The trio of billionaire-led rocket companies, Bezos’ Blue Origin, Branson’s Virgin Galactic, where tickets for a suborbital spaceflight start at $4,50,000; and Elon Musk’s SpaceX, which in September launched an all-civilian spaceflight, with no trained astronauts on board. Inaugural Virgin Galactic flight in 2021 reached about 53 miles, while Blue Origin flies above the 62-mile mark. SpaceX rockets go up to 120 miles above Earth. In fact, we’ll see the launch of affordable space tourism industry within just a few years. Virgin Galactic had announced the launch of its commercial passenger service, which is now delayed to late 2023. Voyages are scheduled to begin departing from Florida in 2024, at a cost of $1,25,000 per person.

WAY AHEAD

Advancements in technology are impacting every aspect of aviation industry, from aircraft design to aircraft operations. From passenger handling to passenger comfort. From operational efficiency to flight safety and security. From saving passenger time to airlines costs. Some technologies will take time. SAF production has to go up considerably. Supersonic and hypersonic airliners are still some distance away. Space travel must become cheaper. Expectations for an electric aviation future continue to rise, but the level of technology readiness, including certification, still requires significant work. While hydrogen flying is considered by many to be the holy grail of cleaner aviation. But the energy source is still in its nascent days. It could take at least another quarter century until hydrogen becomes a market-ready technology for commercial aviation. It can be seen that many major new air travel technologies have to reach the level of market maturity.

◆ **Work to do**
**A)** According to the aviation technology text, how high above Earth do SpaceX rockets go?
**B)** For each statement, say whether it agrees with the aviation technology text, and quote the words that decide it: (i) Blue Origin flies above the 62-mile mark. (ii) Hydrogen is already a market-ready technology for commercial aviation. (iii) Virgin Galactic's commercial passenger service has been delayed to late 2023.
Base your answers on the aviation technology text alone, not on the material.

◆ **Supplied information**
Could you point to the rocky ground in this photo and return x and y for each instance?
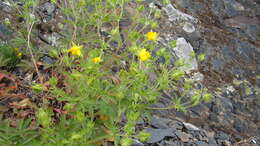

◆ **Task-by-task answers**
**A)** SpaceX rockets go up to 120 miles above Earth.

**B)**
(i) Yes: "Blue Origin flies above the 62-mile mark."
(ii) No: "It could take at least another quarter century until hydrogen becomes a market-ready technology for commercial aviation."
(iii) Yes: "Virgin Galactic had announced the launch of its commercial passenger service, which is now delayed to late 2023."